* **Textauszug**
---*---

Großer Tümmler im Sea World an der Gold Coast von Australien | Foto: shebalso, Lizenz: CC BY-SA 2.0

Wie stark steigt der Meeresspiegel?

Exklusiv für zoos.media – 07.06.2019. Autor: Philipp J. Kroiß

Wenn der Meeresspiegel steigt, verändert das Lebensräume. Ein Grund, sich die historische Entwicklung des Meeresspiegels anzuschauen auf auf Fakten zu blicken.

Wie stark steigt der Meeresspiegel?

Im März war es wieder soweit: der Meeresspiegel, so wurde berichtet, ist mal wieder gestiegen – um ganze 3,7 Millimeter. Das sind 0,0037 Meter. Zum Vergleich: bei einem Erwachsenen ist die Nagelplatte bis zu einem Millimeter dick. Im Durchschnitt geht man von 0,3-0,75 Millimetern aus. Der Meeresspiegel stiegt also um ein paar Nageldicken. Das klingt für den einen nach viel, für den anderen nach wenig. Wichtig, um das einordnen zu können, ist sich mal zu fragen wie sich der Meeresspiegel historisch entwickelt hat.

Urheber: Robert A. Rohde (Global Warming Art), Lizenz: CC BY-SA 3.0

Erklärung

Die schwarze Kurve zeigt wie der Meeresspiegel in den letzten 24.000 Jahren anstieg. Dabei ist gleich 0 der aktuelle Meeresspiegel am 18. März 2019. Diese Kurve basiert auf drei Studien:

  • Fleming, Kevin, Paul Johnston, Dan Zwartz, Yusuke Yokoyama, Kurt Lambeck, and John Chappell (1998). “Refining the eustatic sea-level curve since the Last Glacial Maximum using far- and intermediate-field sites”. Earth and Planetary Science Letters 163 (1-4): 327-342. doi:10.1016/S0012-821X(98)00198-8
  • Fleming, Kevin Michael (2000). “Glacial Rebound and Sea-level Change Constraints on the Greenland Ice Sheet”, Australian National University PhD Thesis.

---*---

Schreiben Sie, wie der Text über den Meeresspiegel nach seinem letzten Abschnitt weitergeht. Das anschließende Material ist vom Text über den Meeresspiegel unabhängig.

* **Datenteil**
---*---

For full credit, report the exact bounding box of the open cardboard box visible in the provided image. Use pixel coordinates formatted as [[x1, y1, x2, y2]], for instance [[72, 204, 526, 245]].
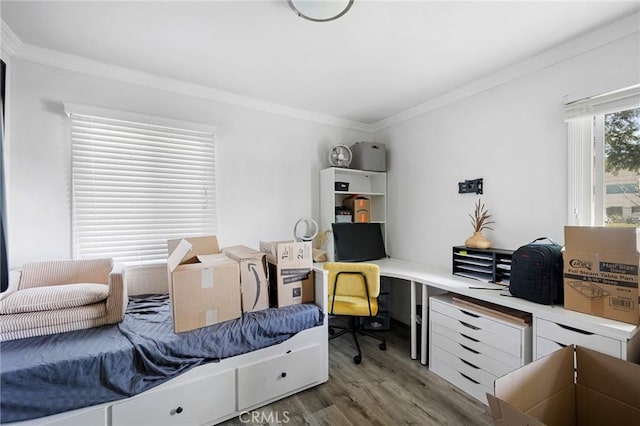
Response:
[[167, 236, 242, 333], [487, 346, 640, 426], [260, 241, 315, 307]]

---*---

* **Antwort**
  • Milne, Glenn A., Antony J. Long and Sophie E. Bassett (2005). “Modelling Holocene relative sea-level observations from the Caribbean and South America”. Quaternary Science Reviews 24 (10-11): 1183-1202. doi:10.1016/j.quascirev.2004.10.005

Besonders vermerkt ist der so genannte Schmelzwasserpuls 1A (Meltwater Pulse 1A). Damit ist eine wenige hundert Jahre andauernde Übergangsphase zur heutigen Warmzeit gemeint, in welcher der Meeresspiegel alle 20 bis 25 Jahre um einen Meter anstieg.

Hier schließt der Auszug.